O Brasil alcançará em 2023 novo recorde de produção de cereais, leguminosas e oleaginosas (grãos). Segundo a primeira estimativa do IBGE, a safra será de 288,1 milhões de toneladas, 25,3 milhões acima do também recorde de 2022. O País segue disputando a terceira colocação entre os maiores produtores de grãos com a Índia e deverá manter a segunda colocação entre os maiores exportadores, atrás dos Estados Unidos.
A safra de grãos, 91,6% de soja, milho e arroz, é a mais visível, mas está longe de espelhar a totalidade da agricultora brasileira. Somente de cana-de-açúcar, da qual o País é o maior produtor mundial, a Conab projeta a safra 2022/2023 em 572,9 milhões de toneladas.
No conceito mais amplo da pesquisa do Centro de Estudos Avançados em Economia Aplicada (Cepea), da Esalq/USP, em parceria com a Confederação da Nacional da Agricultura (CNA), que engloba agricultura, pecuária, agroindústria e outros negócios relacionados com o campo, o PIB do agronegócio brasileiro somou R$ 2,6 trilhões em 2021, quase 30% do PIB total calculado pelo IBGE (R$ 8,7 trilhões).
A expectativa da ONU é que o País siga aumentando essa produção para ter papel cada vez mais relevante na alimentação da população mundial, que acaba de chegar a 8 bilhões de pessoas e chegará perto de 10 bilhões em 2050.
TECNOLOGIA E INSUMOS
Mas é possível seguir crescendo sem desmatar, dentro de parâmetros de sustentabilidade que contribuam para reduzir as emissões de gases do efeito estufa, em alinhamento com as metas do Acordo de Paris, como reclamado na COP-27, que acaba de acontecer no Egito? Alguns especialistas de empresas e órgãos de pesquisas afirmam que sim e que a receita está no uso intensivo de tecnologias digitais e insumos biológicos.

= = = =

● **Partes do exercício**:
1 - Quais culturas agrícolas o texto sobre o agronegócio brasileiro cita individualmente pelo nome?
2 - Extraia do texto sobre o agronegócio brasileiro o trecho que vai de "O Brasil alcançará" até "dos Estados Unidos.".

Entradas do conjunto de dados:
= = = =

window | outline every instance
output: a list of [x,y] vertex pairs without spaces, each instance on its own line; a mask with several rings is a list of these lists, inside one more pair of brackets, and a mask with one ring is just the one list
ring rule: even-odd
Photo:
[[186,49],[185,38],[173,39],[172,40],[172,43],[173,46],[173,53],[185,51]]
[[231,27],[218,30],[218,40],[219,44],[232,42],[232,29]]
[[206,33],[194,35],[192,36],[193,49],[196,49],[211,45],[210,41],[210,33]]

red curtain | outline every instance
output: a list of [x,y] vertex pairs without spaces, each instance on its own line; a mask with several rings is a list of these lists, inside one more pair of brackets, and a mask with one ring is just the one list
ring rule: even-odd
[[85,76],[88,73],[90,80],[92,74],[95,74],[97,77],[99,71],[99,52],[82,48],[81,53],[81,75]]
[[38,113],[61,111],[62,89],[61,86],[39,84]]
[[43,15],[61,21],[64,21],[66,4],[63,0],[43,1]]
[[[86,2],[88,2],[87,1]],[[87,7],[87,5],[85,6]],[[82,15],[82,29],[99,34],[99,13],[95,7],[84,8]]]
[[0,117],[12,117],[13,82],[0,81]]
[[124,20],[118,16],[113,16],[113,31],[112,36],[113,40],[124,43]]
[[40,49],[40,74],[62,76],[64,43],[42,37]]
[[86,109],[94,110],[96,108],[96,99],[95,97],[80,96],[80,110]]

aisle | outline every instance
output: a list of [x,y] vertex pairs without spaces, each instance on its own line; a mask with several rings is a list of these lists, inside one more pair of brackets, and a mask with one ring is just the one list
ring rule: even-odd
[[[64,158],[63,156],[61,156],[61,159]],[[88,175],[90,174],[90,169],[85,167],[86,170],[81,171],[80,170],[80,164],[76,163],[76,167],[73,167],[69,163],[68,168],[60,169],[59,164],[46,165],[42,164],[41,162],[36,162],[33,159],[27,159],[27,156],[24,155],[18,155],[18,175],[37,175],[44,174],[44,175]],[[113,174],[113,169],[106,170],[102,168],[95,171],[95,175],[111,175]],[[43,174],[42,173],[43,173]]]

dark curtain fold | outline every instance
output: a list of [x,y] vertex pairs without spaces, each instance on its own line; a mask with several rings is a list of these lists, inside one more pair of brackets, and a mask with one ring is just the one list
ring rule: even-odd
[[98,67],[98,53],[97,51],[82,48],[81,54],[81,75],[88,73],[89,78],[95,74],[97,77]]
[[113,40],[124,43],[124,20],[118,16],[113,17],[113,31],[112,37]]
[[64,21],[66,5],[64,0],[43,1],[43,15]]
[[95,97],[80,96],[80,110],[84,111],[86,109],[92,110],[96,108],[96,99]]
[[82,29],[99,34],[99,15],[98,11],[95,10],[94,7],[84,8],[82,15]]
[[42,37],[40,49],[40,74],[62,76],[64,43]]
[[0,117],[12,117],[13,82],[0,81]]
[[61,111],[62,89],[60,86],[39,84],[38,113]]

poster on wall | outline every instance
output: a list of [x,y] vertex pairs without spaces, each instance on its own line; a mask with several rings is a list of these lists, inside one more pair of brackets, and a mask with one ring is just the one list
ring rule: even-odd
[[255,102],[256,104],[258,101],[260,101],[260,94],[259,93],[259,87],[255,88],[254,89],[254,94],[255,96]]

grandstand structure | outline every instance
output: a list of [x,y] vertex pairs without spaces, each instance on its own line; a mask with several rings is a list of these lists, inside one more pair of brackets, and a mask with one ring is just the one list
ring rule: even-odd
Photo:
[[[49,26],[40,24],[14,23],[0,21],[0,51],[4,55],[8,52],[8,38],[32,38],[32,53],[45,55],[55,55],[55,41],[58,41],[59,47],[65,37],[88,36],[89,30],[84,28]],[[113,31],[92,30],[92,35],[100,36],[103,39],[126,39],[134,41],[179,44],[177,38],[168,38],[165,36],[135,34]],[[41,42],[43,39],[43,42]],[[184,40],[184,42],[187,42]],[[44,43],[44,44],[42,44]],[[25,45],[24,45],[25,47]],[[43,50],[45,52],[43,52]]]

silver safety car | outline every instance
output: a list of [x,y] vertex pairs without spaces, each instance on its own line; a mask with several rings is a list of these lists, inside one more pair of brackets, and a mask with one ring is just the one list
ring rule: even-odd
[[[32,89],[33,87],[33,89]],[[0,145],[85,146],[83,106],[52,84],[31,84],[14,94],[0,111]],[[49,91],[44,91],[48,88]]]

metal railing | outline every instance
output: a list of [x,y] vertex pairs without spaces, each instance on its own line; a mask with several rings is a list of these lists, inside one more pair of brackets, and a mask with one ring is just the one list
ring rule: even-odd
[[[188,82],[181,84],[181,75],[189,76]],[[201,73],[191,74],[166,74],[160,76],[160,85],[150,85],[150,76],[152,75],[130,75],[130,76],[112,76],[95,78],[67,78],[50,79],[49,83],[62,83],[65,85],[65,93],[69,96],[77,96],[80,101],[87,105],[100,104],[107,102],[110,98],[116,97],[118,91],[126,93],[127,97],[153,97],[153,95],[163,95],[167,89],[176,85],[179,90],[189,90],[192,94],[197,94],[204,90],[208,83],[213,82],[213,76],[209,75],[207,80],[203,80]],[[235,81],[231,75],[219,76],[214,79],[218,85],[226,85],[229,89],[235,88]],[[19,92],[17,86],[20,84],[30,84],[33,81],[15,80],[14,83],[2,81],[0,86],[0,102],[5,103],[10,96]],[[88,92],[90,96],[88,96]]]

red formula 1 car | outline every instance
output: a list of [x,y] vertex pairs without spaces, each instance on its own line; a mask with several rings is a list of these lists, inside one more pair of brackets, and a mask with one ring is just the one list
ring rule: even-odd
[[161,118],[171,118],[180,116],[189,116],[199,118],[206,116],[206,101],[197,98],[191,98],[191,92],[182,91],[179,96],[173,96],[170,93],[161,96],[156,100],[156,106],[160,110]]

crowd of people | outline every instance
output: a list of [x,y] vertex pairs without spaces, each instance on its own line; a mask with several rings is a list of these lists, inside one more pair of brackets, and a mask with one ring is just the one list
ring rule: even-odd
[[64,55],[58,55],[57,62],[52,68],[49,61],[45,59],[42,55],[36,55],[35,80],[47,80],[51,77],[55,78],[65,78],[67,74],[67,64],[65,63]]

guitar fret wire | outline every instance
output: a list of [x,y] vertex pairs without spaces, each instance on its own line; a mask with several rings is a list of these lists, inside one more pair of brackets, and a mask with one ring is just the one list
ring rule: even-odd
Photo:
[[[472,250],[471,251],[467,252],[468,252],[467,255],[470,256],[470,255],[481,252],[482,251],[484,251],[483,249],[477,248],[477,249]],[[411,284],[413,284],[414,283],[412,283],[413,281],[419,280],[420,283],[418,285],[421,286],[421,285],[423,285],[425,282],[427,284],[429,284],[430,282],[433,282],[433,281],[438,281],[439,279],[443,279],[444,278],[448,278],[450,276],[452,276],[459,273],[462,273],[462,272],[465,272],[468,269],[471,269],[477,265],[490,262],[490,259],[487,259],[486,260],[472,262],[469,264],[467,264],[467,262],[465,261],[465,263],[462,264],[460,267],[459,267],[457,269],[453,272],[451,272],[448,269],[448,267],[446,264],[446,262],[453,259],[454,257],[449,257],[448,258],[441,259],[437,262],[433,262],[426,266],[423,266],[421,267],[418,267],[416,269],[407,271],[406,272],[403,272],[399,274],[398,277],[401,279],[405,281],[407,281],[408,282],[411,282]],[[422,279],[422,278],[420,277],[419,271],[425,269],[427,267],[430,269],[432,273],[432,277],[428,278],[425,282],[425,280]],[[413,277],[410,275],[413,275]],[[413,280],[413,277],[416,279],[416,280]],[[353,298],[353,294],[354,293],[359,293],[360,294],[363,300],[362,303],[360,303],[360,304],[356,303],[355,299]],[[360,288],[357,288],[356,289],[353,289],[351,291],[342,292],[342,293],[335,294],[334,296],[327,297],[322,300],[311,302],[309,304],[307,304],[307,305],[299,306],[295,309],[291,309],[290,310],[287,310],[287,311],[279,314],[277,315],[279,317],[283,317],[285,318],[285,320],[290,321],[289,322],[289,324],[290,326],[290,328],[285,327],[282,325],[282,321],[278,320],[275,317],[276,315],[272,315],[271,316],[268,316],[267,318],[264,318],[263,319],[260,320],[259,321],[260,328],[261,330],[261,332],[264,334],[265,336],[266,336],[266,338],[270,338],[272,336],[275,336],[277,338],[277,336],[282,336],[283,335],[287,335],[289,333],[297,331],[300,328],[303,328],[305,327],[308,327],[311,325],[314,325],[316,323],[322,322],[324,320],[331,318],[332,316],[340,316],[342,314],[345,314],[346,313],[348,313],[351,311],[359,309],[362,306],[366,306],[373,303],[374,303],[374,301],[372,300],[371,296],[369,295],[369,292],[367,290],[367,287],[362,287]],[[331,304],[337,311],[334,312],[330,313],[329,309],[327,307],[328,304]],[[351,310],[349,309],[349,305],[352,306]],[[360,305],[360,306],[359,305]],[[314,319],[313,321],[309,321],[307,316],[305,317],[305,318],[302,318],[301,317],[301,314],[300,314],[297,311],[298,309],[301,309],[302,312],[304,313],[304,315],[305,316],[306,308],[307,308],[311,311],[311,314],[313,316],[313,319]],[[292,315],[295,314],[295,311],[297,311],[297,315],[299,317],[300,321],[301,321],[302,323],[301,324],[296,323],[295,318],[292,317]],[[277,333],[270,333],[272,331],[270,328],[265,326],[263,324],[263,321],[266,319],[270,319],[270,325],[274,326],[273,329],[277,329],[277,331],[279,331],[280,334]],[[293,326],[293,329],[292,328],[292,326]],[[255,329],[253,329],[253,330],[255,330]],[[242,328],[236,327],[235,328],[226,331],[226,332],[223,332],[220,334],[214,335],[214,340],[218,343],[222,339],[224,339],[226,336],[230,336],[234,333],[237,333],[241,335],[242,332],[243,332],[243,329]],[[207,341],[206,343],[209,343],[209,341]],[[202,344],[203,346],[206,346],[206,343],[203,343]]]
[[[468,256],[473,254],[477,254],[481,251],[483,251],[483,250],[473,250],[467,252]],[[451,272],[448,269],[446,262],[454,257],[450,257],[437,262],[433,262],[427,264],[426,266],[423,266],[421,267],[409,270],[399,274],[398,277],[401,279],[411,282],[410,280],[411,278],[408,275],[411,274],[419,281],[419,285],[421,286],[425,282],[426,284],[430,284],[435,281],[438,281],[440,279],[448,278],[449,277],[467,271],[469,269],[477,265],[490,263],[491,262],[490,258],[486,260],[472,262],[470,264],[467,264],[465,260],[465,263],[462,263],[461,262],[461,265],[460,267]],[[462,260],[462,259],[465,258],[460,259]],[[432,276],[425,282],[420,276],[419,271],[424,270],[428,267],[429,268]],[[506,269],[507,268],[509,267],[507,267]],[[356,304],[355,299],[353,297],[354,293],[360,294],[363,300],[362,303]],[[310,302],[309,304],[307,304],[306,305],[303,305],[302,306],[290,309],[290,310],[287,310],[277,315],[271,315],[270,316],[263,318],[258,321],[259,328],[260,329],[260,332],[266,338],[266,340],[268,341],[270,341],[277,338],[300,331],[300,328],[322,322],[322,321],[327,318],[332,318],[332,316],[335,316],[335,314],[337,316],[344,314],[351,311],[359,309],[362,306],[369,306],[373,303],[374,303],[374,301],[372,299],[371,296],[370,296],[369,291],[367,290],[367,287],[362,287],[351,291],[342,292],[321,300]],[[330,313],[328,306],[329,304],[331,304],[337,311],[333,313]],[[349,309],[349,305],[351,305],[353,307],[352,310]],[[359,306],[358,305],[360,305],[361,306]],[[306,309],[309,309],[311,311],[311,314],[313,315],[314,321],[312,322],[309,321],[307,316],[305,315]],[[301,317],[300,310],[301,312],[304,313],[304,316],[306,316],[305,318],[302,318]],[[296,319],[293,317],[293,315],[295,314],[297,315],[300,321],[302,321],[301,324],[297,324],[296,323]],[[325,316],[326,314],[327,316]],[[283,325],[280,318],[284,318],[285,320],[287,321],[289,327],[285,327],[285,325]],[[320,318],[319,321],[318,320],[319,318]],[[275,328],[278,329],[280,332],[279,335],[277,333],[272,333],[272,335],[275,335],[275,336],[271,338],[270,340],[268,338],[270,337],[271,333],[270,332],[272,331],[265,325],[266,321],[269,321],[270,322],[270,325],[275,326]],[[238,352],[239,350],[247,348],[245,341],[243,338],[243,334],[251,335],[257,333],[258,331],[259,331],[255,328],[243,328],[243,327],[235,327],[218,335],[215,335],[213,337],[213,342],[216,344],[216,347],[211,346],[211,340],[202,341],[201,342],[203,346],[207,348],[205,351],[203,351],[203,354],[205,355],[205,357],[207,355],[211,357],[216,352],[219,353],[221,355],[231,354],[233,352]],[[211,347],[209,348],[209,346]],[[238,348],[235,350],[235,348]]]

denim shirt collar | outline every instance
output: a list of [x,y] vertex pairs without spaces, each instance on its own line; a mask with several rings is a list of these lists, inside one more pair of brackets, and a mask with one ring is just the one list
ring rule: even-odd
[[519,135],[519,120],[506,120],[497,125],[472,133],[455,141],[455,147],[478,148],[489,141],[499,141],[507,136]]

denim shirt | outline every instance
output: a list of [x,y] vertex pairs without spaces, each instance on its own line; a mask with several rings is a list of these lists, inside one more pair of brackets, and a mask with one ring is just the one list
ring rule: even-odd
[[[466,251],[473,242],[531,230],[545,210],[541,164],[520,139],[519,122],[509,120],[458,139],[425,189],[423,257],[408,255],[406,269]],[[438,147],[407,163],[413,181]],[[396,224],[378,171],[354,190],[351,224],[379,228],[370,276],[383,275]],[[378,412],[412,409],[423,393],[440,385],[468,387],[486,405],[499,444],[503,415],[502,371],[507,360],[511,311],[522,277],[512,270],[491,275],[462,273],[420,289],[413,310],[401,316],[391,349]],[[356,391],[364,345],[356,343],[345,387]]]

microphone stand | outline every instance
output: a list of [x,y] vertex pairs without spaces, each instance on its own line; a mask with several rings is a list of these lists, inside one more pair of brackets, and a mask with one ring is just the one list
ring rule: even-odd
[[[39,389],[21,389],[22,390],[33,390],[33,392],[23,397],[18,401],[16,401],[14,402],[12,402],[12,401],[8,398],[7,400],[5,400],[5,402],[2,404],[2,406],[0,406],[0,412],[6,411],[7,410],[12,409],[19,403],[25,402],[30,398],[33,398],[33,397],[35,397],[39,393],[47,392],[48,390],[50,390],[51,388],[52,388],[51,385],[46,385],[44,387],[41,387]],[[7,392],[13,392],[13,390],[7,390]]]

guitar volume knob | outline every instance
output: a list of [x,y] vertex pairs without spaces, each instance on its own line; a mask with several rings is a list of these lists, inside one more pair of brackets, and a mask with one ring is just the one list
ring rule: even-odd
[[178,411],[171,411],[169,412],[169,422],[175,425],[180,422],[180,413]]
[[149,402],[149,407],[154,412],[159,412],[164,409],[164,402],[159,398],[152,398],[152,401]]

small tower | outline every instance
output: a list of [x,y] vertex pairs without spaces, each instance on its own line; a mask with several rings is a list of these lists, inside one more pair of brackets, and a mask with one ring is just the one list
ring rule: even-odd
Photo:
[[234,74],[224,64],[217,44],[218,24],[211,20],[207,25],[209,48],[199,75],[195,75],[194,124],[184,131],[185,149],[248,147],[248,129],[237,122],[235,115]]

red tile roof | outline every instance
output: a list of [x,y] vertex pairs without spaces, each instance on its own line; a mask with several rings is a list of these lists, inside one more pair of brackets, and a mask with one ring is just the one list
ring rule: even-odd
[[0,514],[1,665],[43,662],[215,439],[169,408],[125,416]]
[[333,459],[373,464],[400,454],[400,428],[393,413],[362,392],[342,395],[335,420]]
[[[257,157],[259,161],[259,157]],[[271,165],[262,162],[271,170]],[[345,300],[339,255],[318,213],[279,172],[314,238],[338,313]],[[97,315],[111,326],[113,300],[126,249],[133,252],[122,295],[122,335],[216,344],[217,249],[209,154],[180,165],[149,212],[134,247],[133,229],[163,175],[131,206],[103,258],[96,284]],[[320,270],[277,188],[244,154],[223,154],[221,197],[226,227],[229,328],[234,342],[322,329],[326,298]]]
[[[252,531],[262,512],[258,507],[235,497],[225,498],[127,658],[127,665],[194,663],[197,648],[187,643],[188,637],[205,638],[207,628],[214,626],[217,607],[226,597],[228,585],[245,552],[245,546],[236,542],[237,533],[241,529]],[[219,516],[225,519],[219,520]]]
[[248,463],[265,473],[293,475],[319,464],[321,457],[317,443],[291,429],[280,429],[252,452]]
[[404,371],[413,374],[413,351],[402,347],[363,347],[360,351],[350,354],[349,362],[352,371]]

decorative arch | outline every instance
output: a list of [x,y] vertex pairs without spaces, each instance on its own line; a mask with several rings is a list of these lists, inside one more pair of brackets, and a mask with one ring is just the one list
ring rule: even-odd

= = = =

● **Respostas numeradas**:
1 - Soja, milho, arroz e cana-de-açúcar.

2 -
O Brasil alcançará em 2023 novo recorde de produção de cereais, leguminosas e oleaginosas (grãos). Segundo a primeira estimativa do IBGE, a safra será de 288,1 milhões de toneladas, 25,3 milhões acima do também recorde de 2022. O País segue disputando a terceira colocação entre os maiores produtores de grãos com a Índia e deverá manter a segunda colocação entre os maiores exportadores, atrás dos Estados Unidos.